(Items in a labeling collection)
--- start ---

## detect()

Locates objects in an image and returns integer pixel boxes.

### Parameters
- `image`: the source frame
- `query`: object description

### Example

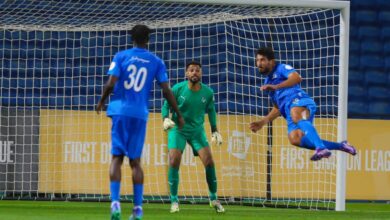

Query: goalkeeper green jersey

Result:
[162,81,217,134]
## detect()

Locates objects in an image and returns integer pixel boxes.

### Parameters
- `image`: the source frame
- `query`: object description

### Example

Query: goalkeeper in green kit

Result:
[162,61,225,213]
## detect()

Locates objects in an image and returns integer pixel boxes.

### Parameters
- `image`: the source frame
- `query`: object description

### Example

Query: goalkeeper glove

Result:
[211,131,222,147]
[163,118,175,131]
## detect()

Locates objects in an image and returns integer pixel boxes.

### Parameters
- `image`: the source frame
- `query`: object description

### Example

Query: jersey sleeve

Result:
[207,90,217,130]
[107,53,121,77]
[156,59,168,84]
[161,86,177,119]
[280,64,296,78]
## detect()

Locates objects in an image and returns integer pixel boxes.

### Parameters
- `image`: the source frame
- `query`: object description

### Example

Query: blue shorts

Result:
[285,98,317,134]
[111,115,146,159]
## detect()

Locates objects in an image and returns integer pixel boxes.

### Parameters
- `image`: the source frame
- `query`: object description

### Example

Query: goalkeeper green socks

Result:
[206,166,217,201]
[168,166,179,202]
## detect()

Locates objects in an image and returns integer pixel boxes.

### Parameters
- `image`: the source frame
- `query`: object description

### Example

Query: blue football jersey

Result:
[264,64,310,118]
[107,47,168,120]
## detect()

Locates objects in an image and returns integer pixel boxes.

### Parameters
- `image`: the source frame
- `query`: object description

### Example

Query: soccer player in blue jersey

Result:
[96,25,184,219]
[250,47,356,161]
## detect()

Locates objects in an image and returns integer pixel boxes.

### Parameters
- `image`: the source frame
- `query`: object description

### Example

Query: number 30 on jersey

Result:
[124,64,148,92]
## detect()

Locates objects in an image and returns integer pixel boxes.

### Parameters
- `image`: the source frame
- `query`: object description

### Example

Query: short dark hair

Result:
[186,60,202,71]
[256,47,275,60]
[130,24,151,44]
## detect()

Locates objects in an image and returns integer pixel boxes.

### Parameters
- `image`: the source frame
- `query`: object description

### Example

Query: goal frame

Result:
[152,0,350,211]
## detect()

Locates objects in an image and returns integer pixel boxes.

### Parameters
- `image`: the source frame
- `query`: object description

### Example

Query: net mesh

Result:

--- end ---

→ **WHAT IS ASKED**
Please output as a numbered list every line of the listing from its start down to the line containing "[250,47,356,161]", with blank lines left out. Leave the pictures out of your answer.

→ **OUTPUT FOR THIS EXERCISE**
1. ## detect()
2. Locates objects in an image and returns integer pixel boxes.
3. ### Parameters
4. - `image`: the source frame
5. - `query`: object description
6. ### Example
7. Query: goalkeeper green jersey
8. Result:
9. [162,81,217,134]
10. ## detect()
11. Locates objects in an image and returns integer pixel boxes.
12. ### Parameters
13. - `image`: the source frame
14. - `query`: object description
15. ### Example
16. Query: goalkeeper in green kit
17. Result:
18. [162,61,225,213]
19. ## detect()
20. Locates objects in an image and returns integer pixel boxes.
21. ### Parameters
22. - `image`: the source frame
23. - `query`: object description
24. ### Example
25. Query: goalkeeper glove
26. Result:
27. [211,131,222,147]
28. [163,118,175,131]
29. ## detect()
30. Locates objects in an image and returns integer pixel boxes.
31. ### Parameters
32. - `image`: the source frame
33. - `query`: object description
34. ### Example
35. Query: jersey sleeve
36. Result:
37. [207,90,217,130]
38. [107,53,121,77]
39. [156,59,168,84]
40. [161,86,177,119]
41. [280,64,296,78]
42. ## detect()
43. Locates objects in an image and returns integer pixel boxes.
44. ### Parameters
45. - `image`: the source frame
46. - `query`: object description
47. ### Example
48. Query: blue shorts
49. Result:
50. [285,98,317,134]
51. [111,115,146,159]
52. ## detect()
53. Locates objects in an image and returns integer pixel boxes.
54. ### Parameters
55. - `image`: the source frame
56. - `query`: object description
57. ### Example
58. Query: goalkeeper green socks
59. Result:
60. [206,166,217,201]
61. [168,166,179,202]
62. ## detect()
63. Locates objects in an image and returns integer pixel boxes.
64. ### Parameters
65. - `image`: the source frame
66. - `query`: object description
67. ### Example
68. Query: blue football jersey
69. Result:
70. [264,64,310,118]
71. [107,47,168,120]
72. ## detect()
73. Locates objects in an image and returns integer pixel boxes.
74. ### Parameters
75. - `image`: the source frame
76. - `query`: object description
77. ### Example
78. Query: soccer player in blue jersey
79. Result:
80. [96,25,184,219]
81. [250,47,356,161]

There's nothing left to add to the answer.